*Exercise brief*. Pull every line that includes the word "wristband" from the data.

*Phrase grounding data*.
*** Begin section ***
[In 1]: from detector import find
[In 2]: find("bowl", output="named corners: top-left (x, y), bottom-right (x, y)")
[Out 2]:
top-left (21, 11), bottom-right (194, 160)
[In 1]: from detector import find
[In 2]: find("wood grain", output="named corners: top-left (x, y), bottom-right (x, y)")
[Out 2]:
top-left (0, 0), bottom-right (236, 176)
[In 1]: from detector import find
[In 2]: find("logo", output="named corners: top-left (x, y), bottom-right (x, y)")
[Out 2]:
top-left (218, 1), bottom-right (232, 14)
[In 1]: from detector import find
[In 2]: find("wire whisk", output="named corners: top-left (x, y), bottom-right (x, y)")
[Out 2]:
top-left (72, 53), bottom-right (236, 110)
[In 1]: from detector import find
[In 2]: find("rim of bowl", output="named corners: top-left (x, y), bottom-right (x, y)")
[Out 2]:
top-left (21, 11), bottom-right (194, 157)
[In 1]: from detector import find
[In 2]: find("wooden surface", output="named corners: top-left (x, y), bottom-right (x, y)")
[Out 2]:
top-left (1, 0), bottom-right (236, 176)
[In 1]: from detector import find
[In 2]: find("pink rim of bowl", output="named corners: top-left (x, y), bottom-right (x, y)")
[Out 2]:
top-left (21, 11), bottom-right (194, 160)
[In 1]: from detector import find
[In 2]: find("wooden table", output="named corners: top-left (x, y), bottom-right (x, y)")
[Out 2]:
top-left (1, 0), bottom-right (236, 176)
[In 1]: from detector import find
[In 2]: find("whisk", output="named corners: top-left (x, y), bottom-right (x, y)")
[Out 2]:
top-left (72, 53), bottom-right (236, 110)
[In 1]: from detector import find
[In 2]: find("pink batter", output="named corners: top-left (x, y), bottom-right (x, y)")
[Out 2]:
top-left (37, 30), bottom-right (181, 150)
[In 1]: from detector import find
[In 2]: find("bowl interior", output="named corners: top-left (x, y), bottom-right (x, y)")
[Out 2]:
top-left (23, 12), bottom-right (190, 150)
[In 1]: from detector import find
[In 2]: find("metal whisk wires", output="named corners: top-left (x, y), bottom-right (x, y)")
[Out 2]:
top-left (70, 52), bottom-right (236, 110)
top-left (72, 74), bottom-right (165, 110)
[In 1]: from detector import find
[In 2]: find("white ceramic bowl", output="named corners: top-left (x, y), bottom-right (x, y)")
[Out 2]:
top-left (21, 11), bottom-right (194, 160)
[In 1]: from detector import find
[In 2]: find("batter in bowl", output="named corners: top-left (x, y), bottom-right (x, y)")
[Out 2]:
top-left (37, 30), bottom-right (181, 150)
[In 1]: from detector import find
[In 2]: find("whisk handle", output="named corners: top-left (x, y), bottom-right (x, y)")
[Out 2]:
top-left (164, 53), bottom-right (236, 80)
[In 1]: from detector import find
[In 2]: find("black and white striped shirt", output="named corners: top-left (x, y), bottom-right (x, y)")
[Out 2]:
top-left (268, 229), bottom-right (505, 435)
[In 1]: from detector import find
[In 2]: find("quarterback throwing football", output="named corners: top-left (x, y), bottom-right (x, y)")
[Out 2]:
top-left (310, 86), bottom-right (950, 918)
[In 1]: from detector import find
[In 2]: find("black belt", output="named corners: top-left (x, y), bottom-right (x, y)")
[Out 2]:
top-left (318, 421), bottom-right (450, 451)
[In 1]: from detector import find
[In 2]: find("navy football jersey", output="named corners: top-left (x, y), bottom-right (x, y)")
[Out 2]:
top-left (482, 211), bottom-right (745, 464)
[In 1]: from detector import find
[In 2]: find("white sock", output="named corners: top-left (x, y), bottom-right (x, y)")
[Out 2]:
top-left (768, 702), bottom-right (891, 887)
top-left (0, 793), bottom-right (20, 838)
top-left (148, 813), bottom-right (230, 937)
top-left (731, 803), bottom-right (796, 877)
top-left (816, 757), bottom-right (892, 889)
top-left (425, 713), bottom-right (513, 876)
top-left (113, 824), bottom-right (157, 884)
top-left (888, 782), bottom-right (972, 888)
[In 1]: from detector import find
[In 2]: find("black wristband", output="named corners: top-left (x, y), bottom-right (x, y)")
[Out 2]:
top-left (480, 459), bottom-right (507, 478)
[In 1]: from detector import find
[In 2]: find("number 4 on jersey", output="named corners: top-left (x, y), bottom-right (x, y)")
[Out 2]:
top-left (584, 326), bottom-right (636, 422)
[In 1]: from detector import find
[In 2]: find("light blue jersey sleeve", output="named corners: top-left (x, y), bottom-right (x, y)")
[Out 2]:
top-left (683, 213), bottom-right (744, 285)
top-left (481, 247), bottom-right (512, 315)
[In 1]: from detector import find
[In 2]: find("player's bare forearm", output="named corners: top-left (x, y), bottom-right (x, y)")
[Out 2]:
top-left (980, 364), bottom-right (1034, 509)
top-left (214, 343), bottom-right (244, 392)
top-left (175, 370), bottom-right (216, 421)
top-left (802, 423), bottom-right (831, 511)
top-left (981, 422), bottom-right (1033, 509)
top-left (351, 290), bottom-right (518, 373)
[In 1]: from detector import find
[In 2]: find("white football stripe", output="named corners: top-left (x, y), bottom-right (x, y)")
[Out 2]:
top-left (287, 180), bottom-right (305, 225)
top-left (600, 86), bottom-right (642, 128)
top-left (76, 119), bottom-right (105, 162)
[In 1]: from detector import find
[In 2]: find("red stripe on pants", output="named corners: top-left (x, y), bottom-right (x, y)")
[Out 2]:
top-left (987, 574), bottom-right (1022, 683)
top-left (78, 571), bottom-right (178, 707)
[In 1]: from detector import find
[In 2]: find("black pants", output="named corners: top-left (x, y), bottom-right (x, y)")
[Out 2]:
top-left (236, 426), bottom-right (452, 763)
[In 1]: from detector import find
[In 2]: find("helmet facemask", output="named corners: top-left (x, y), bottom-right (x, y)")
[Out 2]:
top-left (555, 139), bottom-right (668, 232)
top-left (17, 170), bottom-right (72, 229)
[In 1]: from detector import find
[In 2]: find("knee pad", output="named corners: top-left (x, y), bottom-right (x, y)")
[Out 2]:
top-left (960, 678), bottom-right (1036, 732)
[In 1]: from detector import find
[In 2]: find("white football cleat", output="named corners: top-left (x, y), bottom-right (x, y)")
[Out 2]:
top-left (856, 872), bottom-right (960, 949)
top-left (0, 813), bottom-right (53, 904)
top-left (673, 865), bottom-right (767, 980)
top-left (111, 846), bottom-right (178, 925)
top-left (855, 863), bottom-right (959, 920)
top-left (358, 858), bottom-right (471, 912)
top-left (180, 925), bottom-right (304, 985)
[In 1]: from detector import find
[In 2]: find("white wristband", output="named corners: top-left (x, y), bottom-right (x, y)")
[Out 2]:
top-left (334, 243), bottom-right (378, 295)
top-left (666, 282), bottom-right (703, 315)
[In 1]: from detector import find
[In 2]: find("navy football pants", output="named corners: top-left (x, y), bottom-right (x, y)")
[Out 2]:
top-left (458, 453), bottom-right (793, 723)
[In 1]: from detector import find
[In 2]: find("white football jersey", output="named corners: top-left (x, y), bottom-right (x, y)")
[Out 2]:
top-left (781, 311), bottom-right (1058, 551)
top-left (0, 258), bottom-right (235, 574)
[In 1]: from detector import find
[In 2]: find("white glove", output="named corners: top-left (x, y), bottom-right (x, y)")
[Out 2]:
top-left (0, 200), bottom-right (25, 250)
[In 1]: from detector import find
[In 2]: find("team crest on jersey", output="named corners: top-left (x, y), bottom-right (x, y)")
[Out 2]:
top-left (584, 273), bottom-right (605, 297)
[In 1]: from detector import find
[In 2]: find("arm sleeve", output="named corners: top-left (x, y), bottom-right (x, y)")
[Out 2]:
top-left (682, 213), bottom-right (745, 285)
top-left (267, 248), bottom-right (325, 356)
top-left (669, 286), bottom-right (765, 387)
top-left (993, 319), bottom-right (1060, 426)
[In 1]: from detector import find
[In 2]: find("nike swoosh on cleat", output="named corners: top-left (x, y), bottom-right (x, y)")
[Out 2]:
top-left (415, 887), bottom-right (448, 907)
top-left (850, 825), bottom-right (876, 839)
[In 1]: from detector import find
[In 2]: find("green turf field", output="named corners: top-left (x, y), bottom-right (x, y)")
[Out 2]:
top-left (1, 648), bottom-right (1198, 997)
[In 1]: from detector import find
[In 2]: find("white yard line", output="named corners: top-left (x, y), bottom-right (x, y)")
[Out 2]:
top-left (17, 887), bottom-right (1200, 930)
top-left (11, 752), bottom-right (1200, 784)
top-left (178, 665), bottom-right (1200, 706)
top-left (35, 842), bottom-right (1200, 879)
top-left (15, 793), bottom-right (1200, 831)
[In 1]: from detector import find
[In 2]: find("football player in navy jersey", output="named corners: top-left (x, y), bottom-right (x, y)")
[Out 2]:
*** End section ***
*Written reply*.
[In 2]: find("black wristband", output="named corners: top-left (x, y), bottom-right (x, y)")
[In 2]: find("white wristband", output="named corners: top-left (x, y), bottom-right (x, y)")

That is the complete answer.